- **ASSIGNMENT**:
Each line of the records that follow must come back exactly, with pictures skipped.

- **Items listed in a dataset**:
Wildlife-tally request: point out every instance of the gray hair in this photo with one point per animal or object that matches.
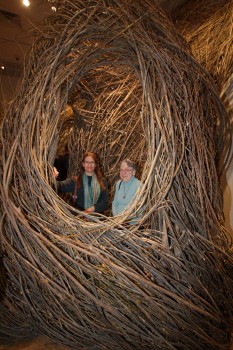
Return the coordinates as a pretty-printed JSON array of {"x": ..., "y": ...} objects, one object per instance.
[{"x": 130, "y": 163}]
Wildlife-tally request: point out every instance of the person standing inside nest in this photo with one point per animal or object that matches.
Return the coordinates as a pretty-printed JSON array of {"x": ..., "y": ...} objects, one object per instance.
[
  {"x": 126, "y": 187},
  {"x": 89, "y": 189}
]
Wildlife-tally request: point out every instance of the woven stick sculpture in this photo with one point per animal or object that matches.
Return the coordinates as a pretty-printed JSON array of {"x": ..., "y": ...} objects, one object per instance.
[{"x": 135, "y": 90}]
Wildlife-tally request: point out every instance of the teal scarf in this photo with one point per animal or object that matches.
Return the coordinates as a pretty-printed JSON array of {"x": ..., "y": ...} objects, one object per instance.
[{"x": 92, "y": 192}]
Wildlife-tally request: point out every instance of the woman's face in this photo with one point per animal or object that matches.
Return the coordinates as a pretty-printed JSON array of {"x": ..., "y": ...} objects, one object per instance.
[
  {"x": 89, "y": 165},
  {"x": 126, "y": 172}
]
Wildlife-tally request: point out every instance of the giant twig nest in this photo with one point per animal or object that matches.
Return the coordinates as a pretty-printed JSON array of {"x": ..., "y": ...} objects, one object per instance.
[{"x": 135, "y": 91}]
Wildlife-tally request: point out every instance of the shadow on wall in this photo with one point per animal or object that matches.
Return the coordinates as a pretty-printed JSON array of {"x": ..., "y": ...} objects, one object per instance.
[{"x": 3, "y": 279}]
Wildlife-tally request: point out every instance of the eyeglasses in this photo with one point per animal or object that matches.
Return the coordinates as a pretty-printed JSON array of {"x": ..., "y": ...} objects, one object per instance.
[
  {"x": 126, "y": 170},
  {"x": 92, "y": 163}
]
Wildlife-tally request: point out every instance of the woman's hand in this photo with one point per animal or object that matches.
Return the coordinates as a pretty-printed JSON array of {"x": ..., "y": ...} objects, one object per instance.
[{"x": 55, "y": 172}]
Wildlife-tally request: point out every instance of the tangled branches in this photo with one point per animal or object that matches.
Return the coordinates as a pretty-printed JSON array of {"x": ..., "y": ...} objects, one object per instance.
[{"x": 135, "y": 90}]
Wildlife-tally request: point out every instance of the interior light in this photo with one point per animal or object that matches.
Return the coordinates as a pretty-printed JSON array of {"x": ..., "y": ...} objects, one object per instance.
[{"x": 26, "y": 3}]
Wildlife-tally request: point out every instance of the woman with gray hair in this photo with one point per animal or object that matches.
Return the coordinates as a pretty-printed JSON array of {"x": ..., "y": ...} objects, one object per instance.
[{"x": 126, "y": 187}]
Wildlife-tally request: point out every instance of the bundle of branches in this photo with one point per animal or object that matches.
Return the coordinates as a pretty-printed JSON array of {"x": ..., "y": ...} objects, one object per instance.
[
  {"x": 208, "y": 26},
  {"x": 97, "y": 282}
]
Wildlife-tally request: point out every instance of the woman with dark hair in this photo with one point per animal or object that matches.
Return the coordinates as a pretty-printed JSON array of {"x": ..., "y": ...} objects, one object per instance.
[
  {"x": 89, "y": 189},
  {"x": 126, "y": 188}
]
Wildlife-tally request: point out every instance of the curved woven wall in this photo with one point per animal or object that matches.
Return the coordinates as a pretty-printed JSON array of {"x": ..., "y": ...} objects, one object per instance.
[{"x": 135, "y": 90}]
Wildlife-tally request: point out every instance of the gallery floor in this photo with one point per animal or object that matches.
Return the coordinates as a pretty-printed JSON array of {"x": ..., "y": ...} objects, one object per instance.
[{"x": 42, "y": 343}]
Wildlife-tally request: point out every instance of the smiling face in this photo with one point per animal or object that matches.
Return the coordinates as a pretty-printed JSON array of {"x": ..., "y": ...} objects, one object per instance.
[
  {"x": 89, "y": 165},
  {"x": 126, "y": 172}
]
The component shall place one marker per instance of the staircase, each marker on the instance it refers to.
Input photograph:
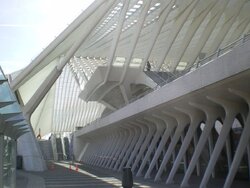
(46, 149)
(160, 78)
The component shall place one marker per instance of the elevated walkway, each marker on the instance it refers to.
(165, 132)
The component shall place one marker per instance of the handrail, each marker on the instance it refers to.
(188, 69)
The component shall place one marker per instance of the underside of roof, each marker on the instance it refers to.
(115, 48)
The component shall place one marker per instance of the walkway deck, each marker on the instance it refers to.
(59, 175)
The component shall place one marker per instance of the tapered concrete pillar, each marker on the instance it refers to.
(170, 125)
(243, 143)
(196, 117)
(144, 132)
(182, 121)
(125, 148)
(106, 148)
(212, 113)
(13, 162)
(119, 149)
(232, 109)
(198, 166)
(160, 126)
(147, 140)
(111, 148)
(101, 151)
(118, 142)
(132, 145)
(211, 148)
(1, 159)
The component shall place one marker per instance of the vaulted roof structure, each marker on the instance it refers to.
(119, 50)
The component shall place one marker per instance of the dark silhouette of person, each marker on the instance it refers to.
(148, 66)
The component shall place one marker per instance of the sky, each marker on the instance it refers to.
(28, 26)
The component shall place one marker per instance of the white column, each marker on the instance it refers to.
(13, 162)
(152, 129)
(110, 149)
(212, 113)
(112, 156)
(109, 141)
(144, 132)
(243, 143)
(119, 149)
(231, 110)
(182, 120)
(198, 166)
(211, 148)
(159, 130)
(128, 141)
(1, 159)
(170, 125)
(132, 145)
(229, 151)
(196, 117)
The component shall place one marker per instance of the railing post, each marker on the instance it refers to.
(218, 52)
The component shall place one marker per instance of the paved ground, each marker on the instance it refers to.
(59, 175)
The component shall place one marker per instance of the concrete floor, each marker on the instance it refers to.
(59, 175)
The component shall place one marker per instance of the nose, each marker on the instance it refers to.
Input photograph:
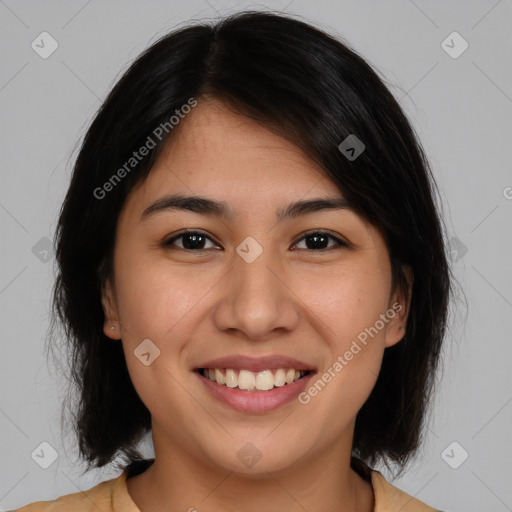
(257, 302)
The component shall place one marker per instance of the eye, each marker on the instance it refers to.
(195, 241)
(191, 240)
(319, 238)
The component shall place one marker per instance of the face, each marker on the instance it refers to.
(310, 291)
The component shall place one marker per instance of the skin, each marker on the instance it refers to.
(211, 303)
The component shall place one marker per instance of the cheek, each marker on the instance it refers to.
(152, 299)
(346, 302)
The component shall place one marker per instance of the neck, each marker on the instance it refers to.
(326, 482)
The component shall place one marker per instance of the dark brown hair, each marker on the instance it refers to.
(312, 89)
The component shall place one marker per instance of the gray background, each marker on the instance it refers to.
(461, 108)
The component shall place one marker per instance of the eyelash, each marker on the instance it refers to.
(340, 243)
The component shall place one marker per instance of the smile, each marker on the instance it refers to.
(247, 380)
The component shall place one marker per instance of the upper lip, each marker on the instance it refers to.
(256, 364)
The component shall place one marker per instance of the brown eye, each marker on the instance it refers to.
(316, 241)
(191, 241)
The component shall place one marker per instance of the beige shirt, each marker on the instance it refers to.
(112, 496)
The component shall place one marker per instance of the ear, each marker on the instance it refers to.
(398, 309)
(110, 311)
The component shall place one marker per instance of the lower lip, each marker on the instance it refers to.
(256, 401)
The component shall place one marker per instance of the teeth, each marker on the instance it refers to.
(249, 381)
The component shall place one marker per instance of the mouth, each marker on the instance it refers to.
(254, 392)
(251, 381)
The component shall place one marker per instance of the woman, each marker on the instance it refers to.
(252, 267)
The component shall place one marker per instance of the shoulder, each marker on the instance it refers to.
(389, 498)
(96, 498)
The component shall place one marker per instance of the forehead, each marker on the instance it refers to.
(219, 153)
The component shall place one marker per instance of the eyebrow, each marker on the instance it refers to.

- **REPLY TO THE TASK**:
Wildlife-tally request: point out every instance of the gray hair in this photo with one point per animal or object that matches.
Return the coordinates as a pretty-printed JSON array of {"x": ..., "y": ...} objects, one object per instance.
[{"x": 130, "y": 163}]
Wildlife-tally request: point out every instance of the person standing inside nest in this photo with one point per animal or object that matches.
Return the coordinates as a pretty-printed JSON array of {"x": ..., "y": ...} objects, one object per instance.
[
  {"x": 126, "y": 187},
  {"x": 89, "y": 189}
]
Wildlife-tally request: point out every instance of the woven stick sculpture in this photo with one point per animal or object that matches.
Return the coordinates as a pretty-printed JSON array of {"x": ..., "y": ...} objects, one object per instance.
[{"x": 135, "y": 90}]
Wildlife-tally request: point out every instance of the teal scarf in this photo with one point per animal or object that matches.
Return the coordinates as a pretty-printed JSON array of {"x": ..., "y": ...} objects, one object per instance.
[{"x": 92, "y": 192}]
Wildlife-tally request: point out every instance of the woman's face in this photo with one point per animal or object that matches.
Return the coordinates as a pretty-printed JSON array of {"x": ..., "y": ...} objects, one object per instance.
[
  {"x": 89, "y": 165},
  {"x": 126, "y": 172}
]
Wildlife-tally request: point out every instance of the giant twig nest in this photo with one point per animal or object that matches.
Return the coordinates as a pretty-printed JSON array of {"x": ..., "y": ...} objects, one object per instance.
[{"x": 135, "y": 91}]
Wildlife-tally request: point out every instance of the shadow on wall in this photo with one point per animal or object that matches.
Return the coordinates as a pretty-printed JSON array of {"x": ..., "y": ...} objects, one object per instance.
[{"x": 3, "y": 279}]
Wildlife-tally request: point out every instance of the eyeglasses in this photo with one point per animal or object that matches.
Return the coordinates as a pretty-printed JSON array of {"x": ..., "y": ...} objects, one object per instance.
[
  {"x": 126, "y": 170},
  {"x": 92, "y": 163}
]
Wildlife-tally request: point out every instance of the woman's hand in this photo with one point per animal or object that matches.
Return the coordinates as a pretty-printed JSON array of {"x": ..., "y": ...} objects, one object per instance.
[{"x": 55, "y": 172}]
Wildlife-tally request: point out every instance of the tangled branches in this photo with one point per animal or object that matches.
Return the coordinates as a pretty-printed JSON array of {"x": ..., "y": ...} objects, one object per instance.
[{"x": 135, "y": 90}]
Wildlife-tally request: point out every instance of the interior light in this photo with one point per animal or object that matches.
Return the coordinates as a pretty-printed JSON array of {"x": ..., "y": ...} objects, one object per instance.
[{"x": 26, "y": 3}]
Wildlife-tally request: point out every instance of the woman with gray hair in this photo with one point per animal or object that matches.
Return the coordinates as a pretty-printed JSON array of {"x": ..., "y": ...} objects, one object per instance.
[{"x": 126, "y": 187}]
Wildlife-tally request: point out every instance of the bundle of branches in this photo with one point per animal or object that matches.
Return the coordinates as a pretty-printed JSON array of {"x": ..., "y": ...} objects, one object per instance.
[
  {"x": 208, "y": 26},
  {"x": 97, "y": 282}
]
Wildlife-tally request: point out every instance of the woman with dark hair in this photo with one point per animal or object that matches.
Return the coordinates as a pretty-printed JSON array of {"x": ..., "y": ...} objects, one object per instance.
[
  {"x": 89, "y": 189},
  {"x": 126, "y": 188}
]
Wildlife-tally request: point out every instance of the curved woven wall in this photo with one point per animal or object that matches.
Return the coordinates as a pretty-printed JSON array of {"x": ..., "y": ...} objects, one object per instance.
[{"x": 135, "y": 90}]
Wildlife-tally request: point out every instance of the gallery floor in this photo with one point per animal or object that matches.
Return the coordinates as a pretty-printed JSON array of {"x": ..., "y": ...} objects, one object per instance.
[{"x": 42, "y": 343}]
Wildlife-tally request: point out every instance of the smiling face in this photo with one point per animal or object that matches.
Return the coordinates as a pretty-printed JSON array of {"x": ..., "y": ...} objects, one object per instance.
[
  {"x": 89, "y": 165},
  {"x": 126, "y": 172}
]
The component shall place one marker per instance of the staircase, each marker on the instance it refers to.
Input photograph:
(46, 149)
(160, 78)
The component shall place one marker per instance of the elevated walkway, each marker on the instance it refers to.
(165, 132)
The component shall place one marker per instance of the handrail, each marker on the instance it refers to.
(188, 69)
The component shall place one marker per instance of the underside of roof, each marker on the instance it refers to.
(115, 48)
The component shall place one marker per instance of the walkway deck, each marker on the instance it refers to.
(59, 175)
The component shall place one marker per instance of the tapered concrete pillar, each marker on the instance it refers to.
(170, 125)
(243, 143)
(196, 117)
(144, 132)
(182, 121)
(125, 148)
(106, 148)
(212, 113)
(13, 162)
(119, 149)
(232, 109)
(198, 166)
(160, 126)
(147, 140)
(111, 148)
(101, 151)
(118, 142)
(132, 145)
(211, 148)
(1, 159)
The component shall place one marker per instance of the vaulted roof structure, each marker on the instance it refers to.
(119, 50)
The component shall place one marker per instance of the dark silhouette of person, each marker on the instance it refers to.
(148, 66)
The component shall place one marker per instance of the sky, each marker on the instance it refers to.
(28, 26)
The component shall place one marker per instance of the white column, each marker on the instance it refers to.
(13, 162)
(152, 129)
(110, 149)
(212, 113)
(112, 156)
(109, 141)
(144, 132)
(243, 143)
(119, 149)
(231, 110)
(182, 120)
(198, 166)
(211, 148)
(159, 130)
(128, 141)
(1, 159)
(170, 125)
(132, 145)
(229, 151)
(196, 117)
The component shall place one marker per instance of the railing post, each marker on the instance it refers to.
(218, 52)
The component shall place one marker per instance of the paved ground, each marker on the instance it refers to.
(59, 175)
The component shall place one marker per instance of the concrete floor, each marker on the instance it refers to.
(59, 175)
The component shall place one marker per instance of the nose, each marker on the instance it refers to.
Input photograph:
(257, 302)
The component shall place one marker per instance of the eye, each marker on the instance it refers to.
(195, 241)
(191, 240)
(319, 238)
The component shall place one marker per instance of the face, each marker on the instance it refers to.
(310, 291)
The component shall place one marker per instance of the skin, each marker on the instance it refers to.
(211, 303)
The component shall place one marker per instance of the cheek, each marker on the instance it refers to.
(152, 299)
(346, 302)
The component shall place one marker per instance of the neck, each marker on the instance it refers to.
(326, 482)
The component shall place one marker per instance of the dark brown hair, each marker on the instance it refers to.
(312, 89)
The component shall place one marker per instance of the gray background, each marker on the instance it refers to.
(461, 108)
The component shall place one marker per instance of the eyelash, each marker on the instance it refers to.
(340, 243)
The component shall place one marker per instance of the smile, each marker on the instance it refers to.
(247, 380)
The component shall place one marker per instance of the upper lip, each marker on the instance it refers to.
(256, 364)
The component shall place one marker per instance of the brown eye, each marker on the instance it refers to.
(316, 241)
(191, 241)
The component shall place one marker per instance of the beige shirt, each marker on the instance it refers to.
(112, 496)
The component shall place one marker per instance of the ear, each marker on the instance it refers to.
(398, 309)
(110, 311)
The component shall place one marker per instance of the lower lip, each marker on the instance it refers to.
(256, 401)
The component shall place one marker per instance of the teeth, each marker on the instance it refers to.
(249, 381)
The component shall place one marker per instance of the mouth, each marker on the instance it refers to.
(254, 392)
(251, 381)
The component shall place one marker per instance of the woman, each marker on the instance it refers to.
(252, 267)
The component shall place one marker per instance of the shoulder, each marker on the instance it refers to.
(389, 498)
(96, 498)
The component shall place one marker per instance of the forehead, each marker on the instance it refers to.
(219, 153)
The component shall place one marker per instance of the eyebrow, each marker on the instance it refers to.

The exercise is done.